DIRECTIONS – From the entries below, return only the lines starting at the one that contains "Query: railway track" and ending at the one that contains "the building window", exactly as they stand.

DATA TO USE –
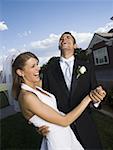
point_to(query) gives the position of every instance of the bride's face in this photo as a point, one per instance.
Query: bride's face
(31, 70)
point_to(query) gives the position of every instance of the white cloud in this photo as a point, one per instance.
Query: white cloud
(24, 34)
(83, 39)
(46, 43)
(105, 28)
(3, 26)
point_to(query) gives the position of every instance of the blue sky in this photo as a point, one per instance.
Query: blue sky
(36, 25)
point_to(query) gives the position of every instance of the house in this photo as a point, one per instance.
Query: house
(101, 49)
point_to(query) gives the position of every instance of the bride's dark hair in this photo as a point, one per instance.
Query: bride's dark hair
(19, 63)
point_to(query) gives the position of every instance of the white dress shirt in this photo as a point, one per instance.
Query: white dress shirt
(63, 65)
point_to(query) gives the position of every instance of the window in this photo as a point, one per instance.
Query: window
(101, 56)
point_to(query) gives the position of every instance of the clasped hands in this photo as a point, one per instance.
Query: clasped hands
(96, 95)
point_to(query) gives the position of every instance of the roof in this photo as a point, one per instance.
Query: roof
(98, 37)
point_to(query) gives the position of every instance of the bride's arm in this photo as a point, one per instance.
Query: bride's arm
(33, 104)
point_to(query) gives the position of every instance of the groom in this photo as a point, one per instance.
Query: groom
(69, 95)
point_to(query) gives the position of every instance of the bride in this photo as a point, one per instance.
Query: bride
(40, 108)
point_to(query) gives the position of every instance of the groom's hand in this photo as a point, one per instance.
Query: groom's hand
(98, 94)
(43, 130)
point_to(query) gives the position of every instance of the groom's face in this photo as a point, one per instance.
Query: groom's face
(66, 43)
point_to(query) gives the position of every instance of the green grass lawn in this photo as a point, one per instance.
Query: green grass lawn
(16, 134)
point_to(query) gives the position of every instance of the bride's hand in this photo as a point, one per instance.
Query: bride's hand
(43, 130)
(97, 95)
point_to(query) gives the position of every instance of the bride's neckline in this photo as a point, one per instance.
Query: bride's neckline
(28, 88)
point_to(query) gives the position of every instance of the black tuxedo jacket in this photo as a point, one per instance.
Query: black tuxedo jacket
(54, 82)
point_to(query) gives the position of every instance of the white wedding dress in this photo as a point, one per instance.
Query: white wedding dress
(59, 138)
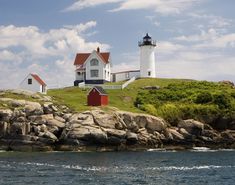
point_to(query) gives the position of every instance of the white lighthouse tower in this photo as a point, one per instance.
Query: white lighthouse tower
(147, 57)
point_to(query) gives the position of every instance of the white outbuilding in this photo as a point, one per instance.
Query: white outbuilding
(92, 68)
(33, 83)
(147, 57)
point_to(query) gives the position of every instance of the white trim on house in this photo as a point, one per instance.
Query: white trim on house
(125, 75)
(35, 86)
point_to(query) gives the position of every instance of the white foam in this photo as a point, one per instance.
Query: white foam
(92, 168)
(202, 149)
(187, 168)
(160, 150)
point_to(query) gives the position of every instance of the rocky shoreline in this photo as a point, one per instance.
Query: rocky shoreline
(44, 126)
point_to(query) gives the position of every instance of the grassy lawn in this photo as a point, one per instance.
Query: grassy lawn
(76, 98)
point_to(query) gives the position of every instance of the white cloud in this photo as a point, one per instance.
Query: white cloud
(50, 54)
(88, 3)
(160, 6)
(212, 20)
(211, 39)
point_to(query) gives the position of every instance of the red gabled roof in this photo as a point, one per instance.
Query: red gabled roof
(82, 57)
(38, 79)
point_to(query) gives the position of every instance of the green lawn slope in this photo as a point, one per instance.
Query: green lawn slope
(76, 98)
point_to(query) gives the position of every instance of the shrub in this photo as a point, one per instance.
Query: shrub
(203, 98)
(222, 101)
(170, 112)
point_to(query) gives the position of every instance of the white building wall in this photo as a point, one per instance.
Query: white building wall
(147, 61)
(79, 77)
(35, 86)
(122, 76)
(101, 67)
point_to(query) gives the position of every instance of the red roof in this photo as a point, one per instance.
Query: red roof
(82, 57)
(38, 79)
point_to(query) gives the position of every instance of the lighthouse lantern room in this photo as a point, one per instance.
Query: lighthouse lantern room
(147, 57)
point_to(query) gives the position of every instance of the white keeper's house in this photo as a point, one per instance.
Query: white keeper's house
(95, 67)
(92, 68)
(34, 83)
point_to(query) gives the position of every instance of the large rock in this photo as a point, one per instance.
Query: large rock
(18, 128)
(175, 134)
(117, 133)
(5, 115)
(56, 123)
(3, 128)
(90, 134)
(81, 119)
(48, 135)
(41, 119)
(191, 126)
(155, 124)
(132, 138)
(104, 119)
(128, 121)
(136, 121)
(33, 108)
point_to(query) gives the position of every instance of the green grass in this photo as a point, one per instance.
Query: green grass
(199, 100)
(76, 98)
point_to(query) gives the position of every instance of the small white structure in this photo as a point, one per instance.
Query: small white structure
(34, 83)
(92, 68)
(147, 57)
(125, 75)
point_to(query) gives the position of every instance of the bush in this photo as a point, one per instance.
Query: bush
(170, 112)
(222, 101)
(203, 98)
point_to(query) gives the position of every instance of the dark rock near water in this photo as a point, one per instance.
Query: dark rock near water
(30, 126)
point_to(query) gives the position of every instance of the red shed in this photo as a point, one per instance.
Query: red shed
(97, 97)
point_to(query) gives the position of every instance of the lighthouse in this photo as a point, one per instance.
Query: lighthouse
(147, 57)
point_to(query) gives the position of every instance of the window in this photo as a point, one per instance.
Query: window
(94, 62)
(30, 81)
(94, 73)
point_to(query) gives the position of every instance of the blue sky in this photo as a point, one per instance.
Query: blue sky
(195, 38)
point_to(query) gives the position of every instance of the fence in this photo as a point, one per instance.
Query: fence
(123, 86)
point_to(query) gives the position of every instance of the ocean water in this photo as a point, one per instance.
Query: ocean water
(199, 166)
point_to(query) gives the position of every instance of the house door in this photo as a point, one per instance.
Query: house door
(43, 88)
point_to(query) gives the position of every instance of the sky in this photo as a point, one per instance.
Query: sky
(195, 38)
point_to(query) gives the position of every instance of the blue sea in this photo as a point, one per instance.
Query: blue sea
(199, 166)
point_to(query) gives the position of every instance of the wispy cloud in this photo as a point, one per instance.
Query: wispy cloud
(51, 54)
(159, 6)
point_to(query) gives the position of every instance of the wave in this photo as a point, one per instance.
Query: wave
(202, 149)
(187, 168)
(160, 150)
(117, 168)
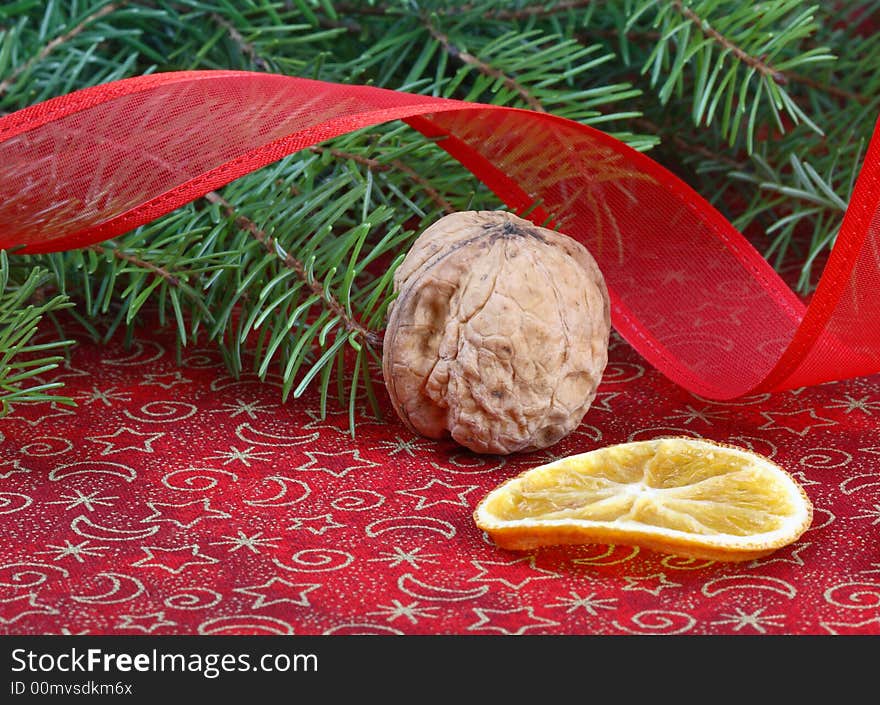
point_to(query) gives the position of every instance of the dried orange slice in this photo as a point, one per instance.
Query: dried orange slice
(684, 496)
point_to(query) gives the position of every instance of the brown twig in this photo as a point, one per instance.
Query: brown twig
(520, 14)
(836, 91)
(779, 77)
(686, 146)
(376, 165)
(372, 337)
(143, 264)
(54, 44)
(485, 68)
(741, 54)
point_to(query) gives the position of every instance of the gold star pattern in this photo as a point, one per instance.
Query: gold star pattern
(185, 515)
(513, 621)
(509, 572)
(651, 584)
(174, 559)
(126, 439)
(276, 591)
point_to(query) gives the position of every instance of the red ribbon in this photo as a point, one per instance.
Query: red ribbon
(688, 291)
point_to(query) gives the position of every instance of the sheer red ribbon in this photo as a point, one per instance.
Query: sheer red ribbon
(688, 291)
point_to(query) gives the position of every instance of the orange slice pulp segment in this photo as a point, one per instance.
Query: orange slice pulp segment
(684, 496)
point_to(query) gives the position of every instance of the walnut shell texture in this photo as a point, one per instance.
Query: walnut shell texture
(498, 335)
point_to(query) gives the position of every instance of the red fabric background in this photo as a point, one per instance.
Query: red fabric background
(177, 500)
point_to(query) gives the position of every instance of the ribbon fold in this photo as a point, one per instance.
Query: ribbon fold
(688, 291)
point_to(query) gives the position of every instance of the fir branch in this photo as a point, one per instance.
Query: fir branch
(352, 325)
(55, 43)
(22, 306)
(137, 262)
(736, 51)
(247, 48)
(484, 68)
(831, 89)
(376, 165)
(782, 78)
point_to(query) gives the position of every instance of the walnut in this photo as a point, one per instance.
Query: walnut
(498, 335)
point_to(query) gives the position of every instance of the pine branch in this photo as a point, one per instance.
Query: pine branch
(485, 69)
(737, 52)
(23, 361)
(271, 246)
(137, 262)
(376, 165)
(726, 45)
(53, 44)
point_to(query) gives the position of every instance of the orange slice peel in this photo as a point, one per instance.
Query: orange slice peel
(683, 496)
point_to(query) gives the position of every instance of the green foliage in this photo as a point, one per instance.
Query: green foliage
(765, 108)
(22, 358)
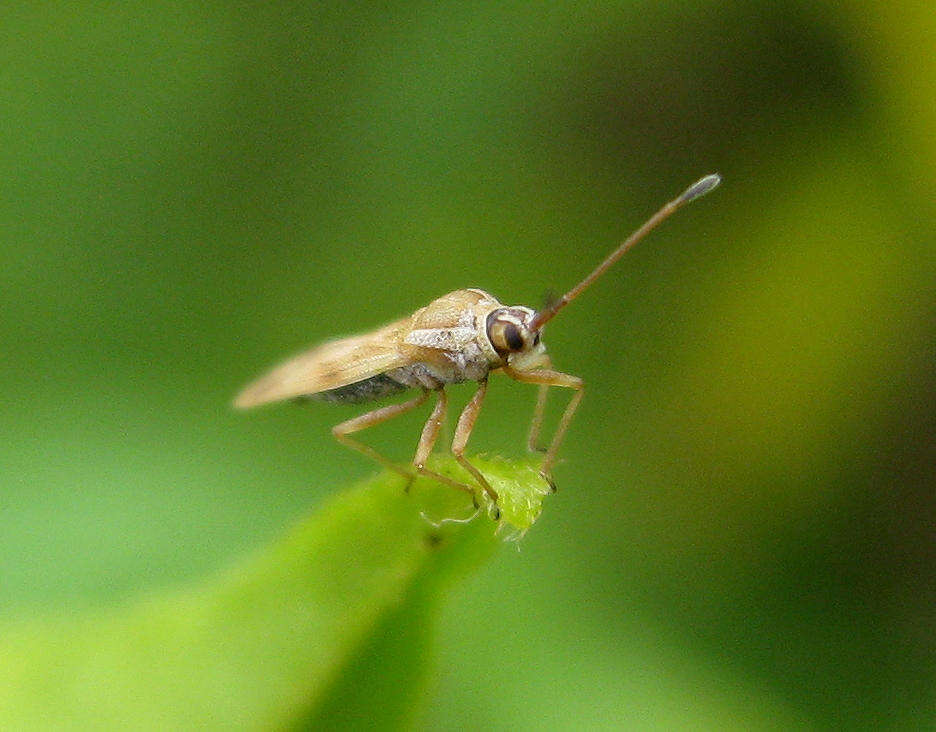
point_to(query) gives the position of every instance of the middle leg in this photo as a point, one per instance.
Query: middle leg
(463, 431)
(427, 441)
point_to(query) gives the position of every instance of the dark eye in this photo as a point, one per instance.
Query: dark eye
(512, 337)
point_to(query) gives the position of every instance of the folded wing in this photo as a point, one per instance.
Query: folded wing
(330, 366)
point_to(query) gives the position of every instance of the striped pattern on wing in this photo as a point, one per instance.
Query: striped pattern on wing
(330, 366)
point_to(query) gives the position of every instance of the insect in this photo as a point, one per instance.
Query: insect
(462, 336)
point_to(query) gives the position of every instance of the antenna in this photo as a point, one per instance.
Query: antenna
(696, 190)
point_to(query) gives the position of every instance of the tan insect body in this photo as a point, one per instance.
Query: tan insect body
(461, 336)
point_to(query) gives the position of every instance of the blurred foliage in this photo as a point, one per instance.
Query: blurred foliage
(744, 530)
(326, 628)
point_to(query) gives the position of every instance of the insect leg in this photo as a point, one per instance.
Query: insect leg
(538, 413)
(537, 422)
(463, 431)
(547, 378)
(343, 431)
(427, 441)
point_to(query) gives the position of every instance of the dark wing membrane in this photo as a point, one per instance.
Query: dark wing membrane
(330, 366)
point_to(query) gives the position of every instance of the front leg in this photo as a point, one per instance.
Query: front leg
(547, 378)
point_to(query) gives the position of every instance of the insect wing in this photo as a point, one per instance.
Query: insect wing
(330, 366)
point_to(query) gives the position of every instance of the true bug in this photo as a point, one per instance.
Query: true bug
(462, 336)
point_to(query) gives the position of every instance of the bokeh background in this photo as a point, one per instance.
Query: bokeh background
(744, 533)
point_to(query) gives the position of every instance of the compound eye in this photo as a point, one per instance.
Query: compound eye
(512, 337)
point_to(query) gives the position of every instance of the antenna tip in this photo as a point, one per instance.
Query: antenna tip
(700, 188)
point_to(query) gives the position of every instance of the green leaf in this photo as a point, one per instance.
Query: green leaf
(327, 627)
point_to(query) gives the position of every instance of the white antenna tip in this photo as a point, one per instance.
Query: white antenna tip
(700, 188)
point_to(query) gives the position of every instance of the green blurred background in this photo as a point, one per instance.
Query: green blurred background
(744, 533)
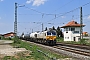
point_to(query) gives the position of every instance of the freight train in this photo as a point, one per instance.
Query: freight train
(46, 37)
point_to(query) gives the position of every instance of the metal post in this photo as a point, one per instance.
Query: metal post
(81, 23)
(42, 27)
(15, 23)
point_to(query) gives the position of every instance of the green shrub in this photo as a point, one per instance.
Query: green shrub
(82, 41)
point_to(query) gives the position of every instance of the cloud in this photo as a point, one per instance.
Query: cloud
(36, 2)
(1, 0)
(88, 17)
(29, 1)
(0, 18)
(62, 16)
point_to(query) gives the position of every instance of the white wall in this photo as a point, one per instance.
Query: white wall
(69, 35)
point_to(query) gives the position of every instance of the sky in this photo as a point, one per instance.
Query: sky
(31, 14)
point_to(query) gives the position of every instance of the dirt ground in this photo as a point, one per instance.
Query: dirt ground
(8, 50)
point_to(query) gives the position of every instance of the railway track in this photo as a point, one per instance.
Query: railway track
(73, 50)
(82, 54)
(86, 47)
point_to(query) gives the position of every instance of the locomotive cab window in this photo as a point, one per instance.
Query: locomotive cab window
(53, 33)
(48, 33)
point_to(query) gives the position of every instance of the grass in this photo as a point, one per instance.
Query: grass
(83, 41)
(34, 54)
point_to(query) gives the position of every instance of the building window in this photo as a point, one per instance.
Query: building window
(72, 29)
(76, 31)
(69, 29)
(67, 37)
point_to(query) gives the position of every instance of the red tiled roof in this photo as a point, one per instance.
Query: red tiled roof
(72, 24)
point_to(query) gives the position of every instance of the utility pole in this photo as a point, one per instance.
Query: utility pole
(81, 24)
(15, 23)
(42, 27)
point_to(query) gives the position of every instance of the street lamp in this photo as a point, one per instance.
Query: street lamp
(15, 23)
(39, 23)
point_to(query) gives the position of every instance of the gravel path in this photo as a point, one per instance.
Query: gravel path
(8, 50)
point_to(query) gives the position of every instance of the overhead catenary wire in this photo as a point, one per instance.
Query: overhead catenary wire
(59, 15)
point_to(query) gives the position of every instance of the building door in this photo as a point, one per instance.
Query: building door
(74, 38)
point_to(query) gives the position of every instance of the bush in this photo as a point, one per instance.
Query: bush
(16, 40)
(82, 41)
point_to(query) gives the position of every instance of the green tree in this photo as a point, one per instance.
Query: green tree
(53, 28)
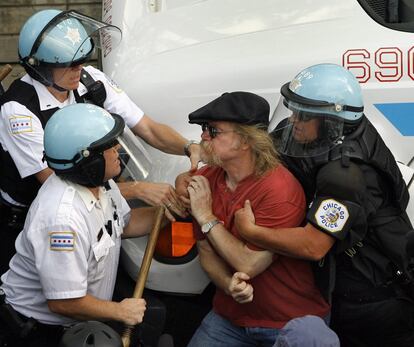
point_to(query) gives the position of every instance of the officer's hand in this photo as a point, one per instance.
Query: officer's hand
(239, 289)
(244, 220)
(156, 194)
(132, 311)
(201, 200)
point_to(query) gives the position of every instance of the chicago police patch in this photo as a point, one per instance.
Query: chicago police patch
(331, 215)
(62, 241)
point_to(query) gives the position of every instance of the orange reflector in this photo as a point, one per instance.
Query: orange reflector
(175, 240)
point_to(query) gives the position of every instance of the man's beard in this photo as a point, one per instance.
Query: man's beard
(208, 156)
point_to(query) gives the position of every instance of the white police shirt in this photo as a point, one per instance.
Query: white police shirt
(65, 251)
(24, 142)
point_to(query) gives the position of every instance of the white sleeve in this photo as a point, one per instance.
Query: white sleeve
(117, 101)
(21, 134)
(124, 208)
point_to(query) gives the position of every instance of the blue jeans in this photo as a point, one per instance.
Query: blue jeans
(215, 331)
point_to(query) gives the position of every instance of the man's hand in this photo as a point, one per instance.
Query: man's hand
(132, 311)
(244, 220)
(239, 289)
(201, 200)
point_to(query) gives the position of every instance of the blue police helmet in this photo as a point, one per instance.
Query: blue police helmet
(55, 38)
(75, 138)
(327, 89)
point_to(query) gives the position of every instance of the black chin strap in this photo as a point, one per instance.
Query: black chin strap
(58, 88)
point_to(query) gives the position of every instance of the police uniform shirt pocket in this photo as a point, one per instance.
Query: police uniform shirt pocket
(102, 246)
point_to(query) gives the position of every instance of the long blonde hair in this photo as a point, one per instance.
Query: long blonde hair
(266, 156)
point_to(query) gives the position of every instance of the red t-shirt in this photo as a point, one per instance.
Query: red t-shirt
(286, 289)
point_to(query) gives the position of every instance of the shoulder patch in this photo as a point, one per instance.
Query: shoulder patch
(20, 124)
(331, 215)
(62, 241)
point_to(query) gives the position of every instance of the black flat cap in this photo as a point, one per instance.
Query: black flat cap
(238, 107)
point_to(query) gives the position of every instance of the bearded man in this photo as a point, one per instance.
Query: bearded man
(257, 292)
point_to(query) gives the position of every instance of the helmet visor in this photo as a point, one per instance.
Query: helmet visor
(303, 130)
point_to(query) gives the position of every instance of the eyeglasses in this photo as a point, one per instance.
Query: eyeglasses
(213, 131)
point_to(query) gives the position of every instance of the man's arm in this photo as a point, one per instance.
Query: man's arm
(129, 311)
(233, 250)
(141, 222)
(301, 242)
(165, 138)
(219, 272)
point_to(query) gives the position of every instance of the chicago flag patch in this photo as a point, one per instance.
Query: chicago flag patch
(20, 124)
(62, 241)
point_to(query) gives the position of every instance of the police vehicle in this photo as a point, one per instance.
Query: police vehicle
(177, 55)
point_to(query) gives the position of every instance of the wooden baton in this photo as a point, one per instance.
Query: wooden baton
(5, 71)
(145, 266)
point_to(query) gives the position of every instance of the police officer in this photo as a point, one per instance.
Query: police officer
(66, 261)
(356, 224)
(53, 45)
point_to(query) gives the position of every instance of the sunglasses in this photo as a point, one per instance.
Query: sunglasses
(303, 116)
(213, 131)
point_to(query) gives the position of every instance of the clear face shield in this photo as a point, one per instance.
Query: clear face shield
(134, 159)
(67, 41)
(303, 130)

OUTPUT BELOW –
Query: railway track
(73, 50)
(82, 54)
(86, 47)
point_to(query) gives the position of every instance of the locomotive cab window in this photo as a point, one per instance.
Query: locomotive cab window
(53, 33)
(48, 33)
point_to(query) gives the position of every instance of the grass in this photo as a point, one per instance.
Query: grass
(83, 41)
(34, 54)
point_to(query) gives the position of every instance of the building window in this photo as a point, one per instance.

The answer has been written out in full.